***** MATERIAL FOR THE TASK

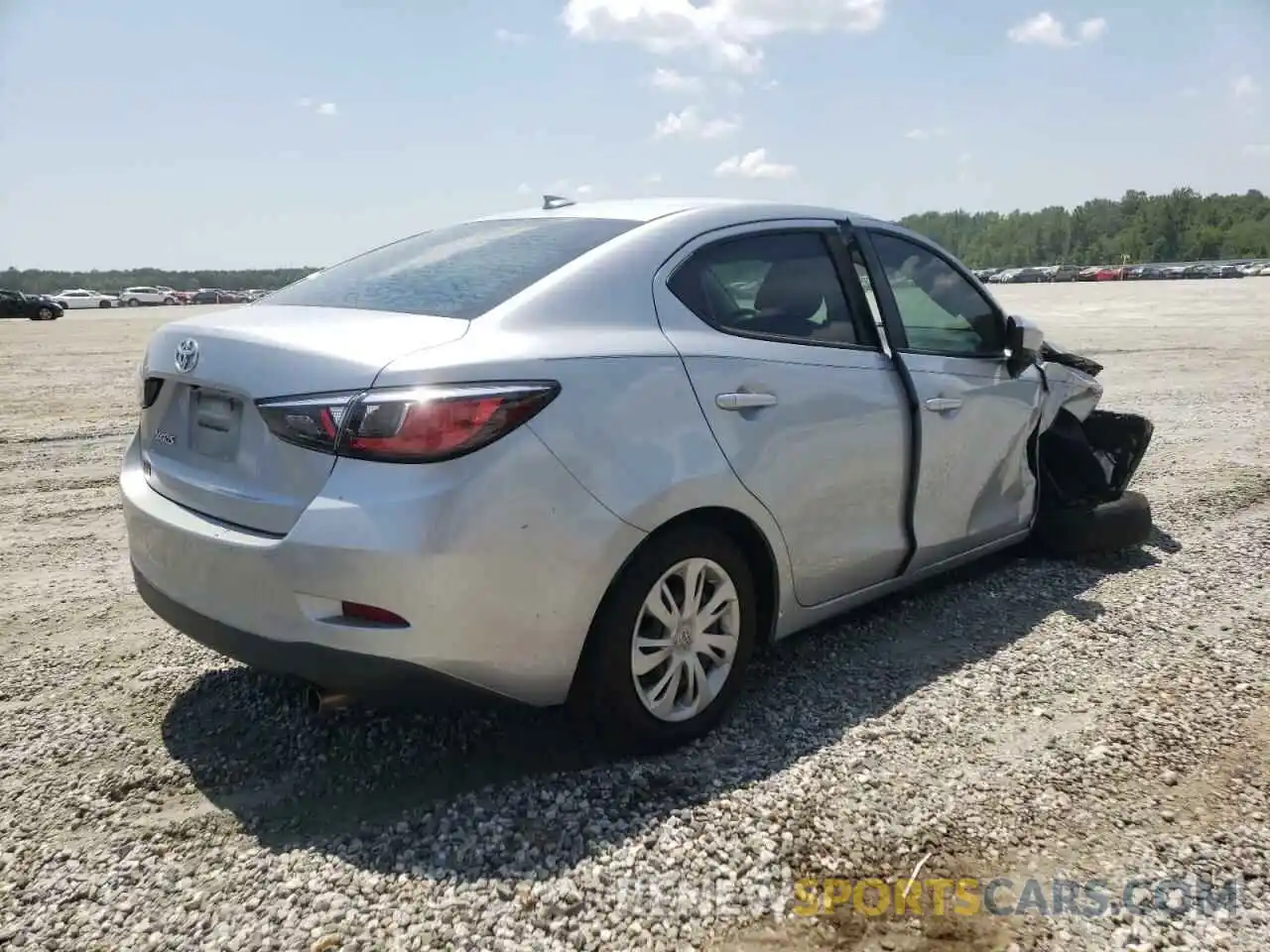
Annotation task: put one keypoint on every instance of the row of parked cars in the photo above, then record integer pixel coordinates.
(153, 296)
(50, 307)
(1137, 272)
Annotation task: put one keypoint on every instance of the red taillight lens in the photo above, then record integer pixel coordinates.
(407, 424)
(371, 613)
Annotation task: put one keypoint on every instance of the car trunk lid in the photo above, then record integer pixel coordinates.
(203, 443)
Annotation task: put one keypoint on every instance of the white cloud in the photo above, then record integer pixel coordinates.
(922, 135)
(730, 32)
(1245, 87)
(1092, 30)
(690, 125)
(675, 81)
(1046, 30)
(309, 104)
(753, 166)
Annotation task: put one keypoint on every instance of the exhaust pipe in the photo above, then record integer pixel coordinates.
(321, 701)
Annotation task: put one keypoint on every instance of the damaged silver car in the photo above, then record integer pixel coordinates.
(597, 454)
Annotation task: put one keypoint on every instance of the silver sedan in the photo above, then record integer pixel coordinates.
(602, 453)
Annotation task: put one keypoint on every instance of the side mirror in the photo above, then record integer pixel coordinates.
(1024, 340)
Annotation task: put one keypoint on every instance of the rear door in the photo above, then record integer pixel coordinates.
(974, 483)
(789, 372)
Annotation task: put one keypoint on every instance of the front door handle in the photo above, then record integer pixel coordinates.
(744, 402)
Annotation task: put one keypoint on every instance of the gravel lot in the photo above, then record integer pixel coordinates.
(1028, 717)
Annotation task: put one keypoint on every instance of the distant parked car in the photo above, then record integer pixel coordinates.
(180, 298)
(213, 296)
(146, 295)
(82, 298)
(1062, 272)
(35, 307)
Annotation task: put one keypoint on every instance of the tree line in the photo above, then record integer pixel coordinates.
(1179, 226)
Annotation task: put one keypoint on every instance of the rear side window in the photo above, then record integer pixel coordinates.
(461, 271)
(776, 285)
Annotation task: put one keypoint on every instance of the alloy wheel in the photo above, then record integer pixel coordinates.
(685, 640)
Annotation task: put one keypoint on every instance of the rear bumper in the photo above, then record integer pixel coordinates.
(366, 676)
(498, 569)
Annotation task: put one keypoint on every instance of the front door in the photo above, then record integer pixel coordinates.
(792, 379)
(975, 485)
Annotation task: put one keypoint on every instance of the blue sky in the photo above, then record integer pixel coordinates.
(277, 132)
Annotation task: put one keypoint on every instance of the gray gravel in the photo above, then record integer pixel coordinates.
(1025, 719)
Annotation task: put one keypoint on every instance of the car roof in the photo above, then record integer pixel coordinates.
(645, 209)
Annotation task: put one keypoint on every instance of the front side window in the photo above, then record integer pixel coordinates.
(461, 271)
(780, 285)
(942, 311)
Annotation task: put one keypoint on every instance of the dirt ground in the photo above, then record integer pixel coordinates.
(77, 647)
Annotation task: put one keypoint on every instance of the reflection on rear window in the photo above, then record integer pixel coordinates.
(461, 271)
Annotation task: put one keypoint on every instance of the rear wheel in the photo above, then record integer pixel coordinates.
(670, 645)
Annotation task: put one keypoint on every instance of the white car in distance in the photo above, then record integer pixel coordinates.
(134, 298)
(81, 298)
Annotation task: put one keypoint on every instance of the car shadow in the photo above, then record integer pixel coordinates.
(375, 788)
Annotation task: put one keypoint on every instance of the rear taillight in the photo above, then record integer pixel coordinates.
(407, 424)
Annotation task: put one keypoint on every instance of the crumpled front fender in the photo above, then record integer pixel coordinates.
(1071, 385)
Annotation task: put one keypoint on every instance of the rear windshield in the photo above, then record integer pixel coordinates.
(461, 271)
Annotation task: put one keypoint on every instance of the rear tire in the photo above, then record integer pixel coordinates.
(1110, 527)
(633, 649)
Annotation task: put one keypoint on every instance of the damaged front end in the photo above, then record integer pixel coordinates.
(1084, 457)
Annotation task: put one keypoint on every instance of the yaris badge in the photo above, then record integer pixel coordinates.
(187, 354)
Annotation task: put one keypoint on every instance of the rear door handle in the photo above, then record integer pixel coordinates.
(744, 402)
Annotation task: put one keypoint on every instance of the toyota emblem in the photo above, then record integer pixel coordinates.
(187, 354)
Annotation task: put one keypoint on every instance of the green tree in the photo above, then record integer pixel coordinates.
(1179, 226)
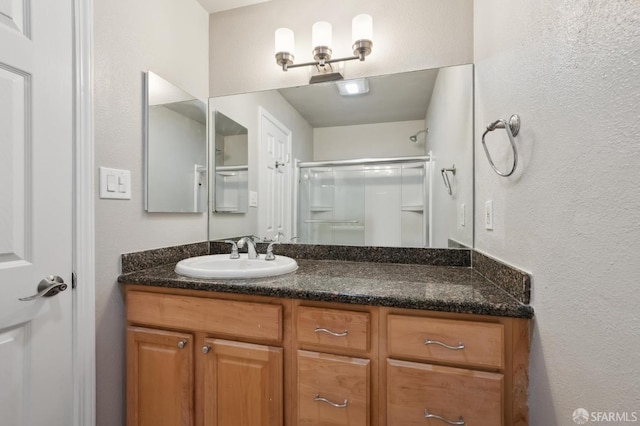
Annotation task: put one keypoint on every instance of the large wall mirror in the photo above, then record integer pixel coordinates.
(381, 161)
(176, 149)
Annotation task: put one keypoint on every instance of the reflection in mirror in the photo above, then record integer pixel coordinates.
(176, 149)
(231, 165)
(373, 169)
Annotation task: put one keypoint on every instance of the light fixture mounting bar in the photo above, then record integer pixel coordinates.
(330, 61)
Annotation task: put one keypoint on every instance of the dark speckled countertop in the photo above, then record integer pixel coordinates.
(459, 289)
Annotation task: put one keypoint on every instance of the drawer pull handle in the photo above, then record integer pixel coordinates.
(460, 422)
(333, 333)
(444, 345)
(331, 403)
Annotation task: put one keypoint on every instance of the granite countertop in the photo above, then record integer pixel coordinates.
(413, 286)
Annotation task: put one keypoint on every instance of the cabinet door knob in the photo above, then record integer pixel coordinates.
(331, 403)
(460, 422)
(333, 333)
(444, 345)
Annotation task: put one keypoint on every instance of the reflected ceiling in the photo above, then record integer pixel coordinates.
(396, 97)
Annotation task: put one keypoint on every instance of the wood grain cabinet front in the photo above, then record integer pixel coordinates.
(333, 390)
(467, 343)
(424, 394)
(333, 329)
(197, 358)
(202, 361)
(243, 384)
(159, 377)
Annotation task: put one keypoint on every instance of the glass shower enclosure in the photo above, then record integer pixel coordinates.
(366, 202)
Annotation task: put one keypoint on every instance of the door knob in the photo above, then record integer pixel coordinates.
(49, 286)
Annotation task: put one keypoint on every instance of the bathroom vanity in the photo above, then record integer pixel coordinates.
(335, 343)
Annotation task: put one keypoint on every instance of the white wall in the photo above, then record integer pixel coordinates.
(450, 122)
(571, 213)
(169, 37)
(244, 109)
(368, 141)
(408, 35)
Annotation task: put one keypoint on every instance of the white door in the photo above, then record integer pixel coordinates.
(274, 192)
(35, 211)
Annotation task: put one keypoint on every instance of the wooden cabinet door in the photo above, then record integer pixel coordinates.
(243, 384)
(159, 378)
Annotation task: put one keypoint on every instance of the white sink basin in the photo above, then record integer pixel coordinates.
(221, 266)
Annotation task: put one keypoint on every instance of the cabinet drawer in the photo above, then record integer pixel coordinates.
(423, 394)
(333, 328)
(452, 341)
(222, 317)
(333, 390)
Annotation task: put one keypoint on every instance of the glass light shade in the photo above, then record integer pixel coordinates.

**********

EXERCISE REQUIREMENTS
Reproduce the stretch from the line containing "the white door" through the end of the records, both ends included and requests kept. Scale every pixel coordinate in the answers by 0.3, rounding each to the nearest whole number with halves going up.

THE ANSWER
Annotation task: put one keypoint on every instance of the white door in the photo above, then record integer pixel coordinates.
(82, 58)
(11, 63)
Annotation task: put one keypoint on every instance of the wooden cabinet door in the photo above, then record integer pixel coordinates.
(73, 115)
(48, 113)
Annotation task: put one keypoint on every instance of the white sink basin in the photo above, then record integer pixel coordinates.
(66, 80)
Annotation task: put one keypoint on every instance of the cabinet drawer in the photo above, then record integer pixel coordinates.
(127, 118)
(100, 98)
(136, 102)
(67, 95)
(100, 117)
Annotation task: put one keypoint on every instance of the glass light shade in the photo above, then record integer pixel coordinates.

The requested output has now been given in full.